Repeat, line for line, the entries printed below.
━━━━━━━━━━━━━━━━━━━━
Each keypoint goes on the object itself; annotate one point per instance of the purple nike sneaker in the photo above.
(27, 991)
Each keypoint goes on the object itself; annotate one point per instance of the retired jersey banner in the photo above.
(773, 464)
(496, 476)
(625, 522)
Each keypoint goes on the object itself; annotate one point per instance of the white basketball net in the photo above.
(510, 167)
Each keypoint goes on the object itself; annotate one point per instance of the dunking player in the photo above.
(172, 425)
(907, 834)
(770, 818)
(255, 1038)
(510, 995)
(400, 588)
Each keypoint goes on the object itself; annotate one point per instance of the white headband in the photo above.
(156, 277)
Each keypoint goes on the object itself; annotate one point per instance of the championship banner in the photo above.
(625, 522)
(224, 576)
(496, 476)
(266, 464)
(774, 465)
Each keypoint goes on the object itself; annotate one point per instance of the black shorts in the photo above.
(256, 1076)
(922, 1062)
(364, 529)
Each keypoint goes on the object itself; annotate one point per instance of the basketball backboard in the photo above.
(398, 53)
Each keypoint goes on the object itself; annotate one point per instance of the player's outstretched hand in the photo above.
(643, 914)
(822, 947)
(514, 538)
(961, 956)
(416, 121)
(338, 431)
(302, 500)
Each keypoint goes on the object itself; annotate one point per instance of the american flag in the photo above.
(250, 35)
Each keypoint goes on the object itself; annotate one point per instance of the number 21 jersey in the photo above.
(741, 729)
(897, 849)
━━━━━━━━━━━━━━━━━━━━
◆ **Task output**
Each keypoint goes on the object itself; annotate one point per instance of the purple nike sneaker in the photo above.
(27, 991)
Each keypoint goes on the object itself; annotate one point per instance of the retired jersey banner in the photo above.
(773, 464)
(496, 476)
(625, 522)
Each keypoint goes on the object itself; annotate one point per instance of the white basketball net in the photo above.
(510, 167)
Each keypoint goes on the object itself; annotate one point per instance of the dunking player in the photo above.
(172, 425)
(907, 834)
(770, 818)
(255, 1038)
(510, 995)
(400, 588)
Each keypoint goes on the object itself; annotate one point per instance of the white headband in the photo above.
(156, 277)
Each keypoint goes on the object itself; annotate one point per instance of the championship banner in the photo above.
(625, 522)
(224, 576)
(496, 476)
(266, 464)
(774, 465)
Each keypoint goes on the object itself; annotate one point per instance of the black shorts in the photo above.
(256, 1076)
(922, 1062)
(364, 529)
Each keypoint goes on the object itself; annotate one point per instance of the basketball backboard in the photo above.
(398, 53)
Each keypoint goes on the object itself; annotate one point per instance of the player's outstretched hand in the photo above.
(643, 914)
(822, 947)
(514, 538)
(961, 956)
(416, 121)
(338, 431)
(302, 500)
Each keypoint goes on the object itself; annotate one point per instance of the american flag in the photo above.
(250, 35)
Each keypoint goes on the object itself; annotate one point per instance of the number 21 jersey in the photo above.
(741, 729)
(897, 849)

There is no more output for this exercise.